Objective:
Rewrite all of the records below, swapping every "instance" for "occurrence" and leaving everything else unchanged.

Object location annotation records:
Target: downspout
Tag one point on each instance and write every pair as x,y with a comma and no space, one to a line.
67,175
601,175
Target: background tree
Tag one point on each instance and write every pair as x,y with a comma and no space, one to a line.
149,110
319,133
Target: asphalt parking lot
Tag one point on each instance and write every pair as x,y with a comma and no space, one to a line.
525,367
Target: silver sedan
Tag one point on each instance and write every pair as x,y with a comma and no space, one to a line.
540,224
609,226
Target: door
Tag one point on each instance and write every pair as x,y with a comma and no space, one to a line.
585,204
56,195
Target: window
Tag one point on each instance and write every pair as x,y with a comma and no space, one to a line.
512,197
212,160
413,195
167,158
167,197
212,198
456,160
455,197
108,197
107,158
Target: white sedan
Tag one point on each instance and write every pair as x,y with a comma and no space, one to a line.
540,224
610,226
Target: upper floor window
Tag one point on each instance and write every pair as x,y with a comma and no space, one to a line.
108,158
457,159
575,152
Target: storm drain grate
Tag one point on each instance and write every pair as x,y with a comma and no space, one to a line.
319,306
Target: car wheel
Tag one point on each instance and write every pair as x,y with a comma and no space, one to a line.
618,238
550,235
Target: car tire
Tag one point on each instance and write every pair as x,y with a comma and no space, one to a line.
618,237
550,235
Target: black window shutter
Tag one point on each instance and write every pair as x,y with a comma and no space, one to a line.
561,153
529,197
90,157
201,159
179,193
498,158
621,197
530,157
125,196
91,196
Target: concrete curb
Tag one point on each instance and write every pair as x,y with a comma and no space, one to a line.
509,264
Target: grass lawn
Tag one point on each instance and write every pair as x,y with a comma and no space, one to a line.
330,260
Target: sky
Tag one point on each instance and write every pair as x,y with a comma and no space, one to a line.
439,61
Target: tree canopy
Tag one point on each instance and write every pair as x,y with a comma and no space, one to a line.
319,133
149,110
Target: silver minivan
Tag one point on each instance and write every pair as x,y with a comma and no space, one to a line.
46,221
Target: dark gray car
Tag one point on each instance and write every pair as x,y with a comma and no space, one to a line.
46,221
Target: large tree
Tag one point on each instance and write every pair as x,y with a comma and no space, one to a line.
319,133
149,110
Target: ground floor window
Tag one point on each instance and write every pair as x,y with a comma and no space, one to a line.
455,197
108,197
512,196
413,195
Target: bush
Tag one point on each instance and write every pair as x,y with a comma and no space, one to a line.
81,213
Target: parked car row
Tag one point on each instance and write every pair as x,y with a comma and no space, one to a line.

Answer to the problem:
Target: downspout
Tag one point on each occurrence and write every pair as x,y with a comma and no space, one to a line.
67,175
601,175
Target: background tree
Tag one point on each occurrence and write every pair as x,y with a comma and no space, one to a line.
149,110
319,133
Target: asphalt parking lot
Tag one point on each occurrence and write every pair as x,y with a comma and no space, one to a line.
525,367
Target: silver sedan
Tag one point on each occurrence and write every pair as x,y with a comma and no space, one to a line.
540,224
609,226
Target: door
Tag one point on each occurrence and write every pair as x,y with a comma and no space, one to a line.
585,204
56,195
Target: window
Tag one point on each occurrence and write every pair as x,y with a comma and no space, one to a line.
512,197
212,160
413,195
167,158
167,197
212,198
456,160
455,197
108,197
107,158
Target: white sedan
Tag one point on each occurrence and write every pair as x,y with a comma and no space, one to a line.
540,224
610,226
Target: upper floor window
Tag one point on each occurrence and write every pair as x,y with a comma and no space, one to a line.
108,158
457,159
575,152
Target: storm drain grate
Tag one point on each occurrence and write every pair as x,y with a comma and no space, one to a line.
319,306
Target: car wheel
Tag one point on each occurrence and write every pair as x,y with a comma and no space, one to a line.
618,238
550,235
Target: car tire
Tag one point on each occurrence and write every pair as x,y with a comma and no space, one to a line.
618,237
550,235
Target: black window shutter
Tag one point on each occurrence and write every pair as x,y with a comma and no space, one to a line.
561,153
529,197
90,157
201,159
179,193
498,158
621,197
530,157
125,196
91,196
Target: concrete curb
Tag one point on each occurrence and write every pair as x,y with a comma and no space, one to a line.
509,264
Target: grass lawn
Tag one point on each occurrence and write every pair as x,y with a comma and no space, one to a line.
330,260
Target: sky
Tag one point on each occurrence and write every pair as x,y with a comma and no space, one to a line.
439,61
Target: tree canopy
Tag one point on each occurrence and write every pair as x,y with a comma and no space, one to a line.
319,133
149,110
Target: silver minivan
Tag one point on each occurrence and write every pair as x,y with a comma and no space, one to a line.
46,221
Target: dark gray car
Tag one point on each occurrence and write every pair as x,y with a comma and no space, one to a line.
46,221
Target: large tree
Tag one point on each occurrence and write every pair as x,y with a comma and no space, one to a line.
319,133
149,110
Target: ground floor window
Tag one point on each occurrence and write every pair as x,y with a comma and no space, one to a line.
455,197
108,197
512,196
413,195
Target: bush
Tag one point on each occurrence and write every pair as x,y with a comma and no space, one to a line.
81,213
Target: parked car row
Tag one point on each occurrence and write every pair as x,y with a comma and no space, one to a line.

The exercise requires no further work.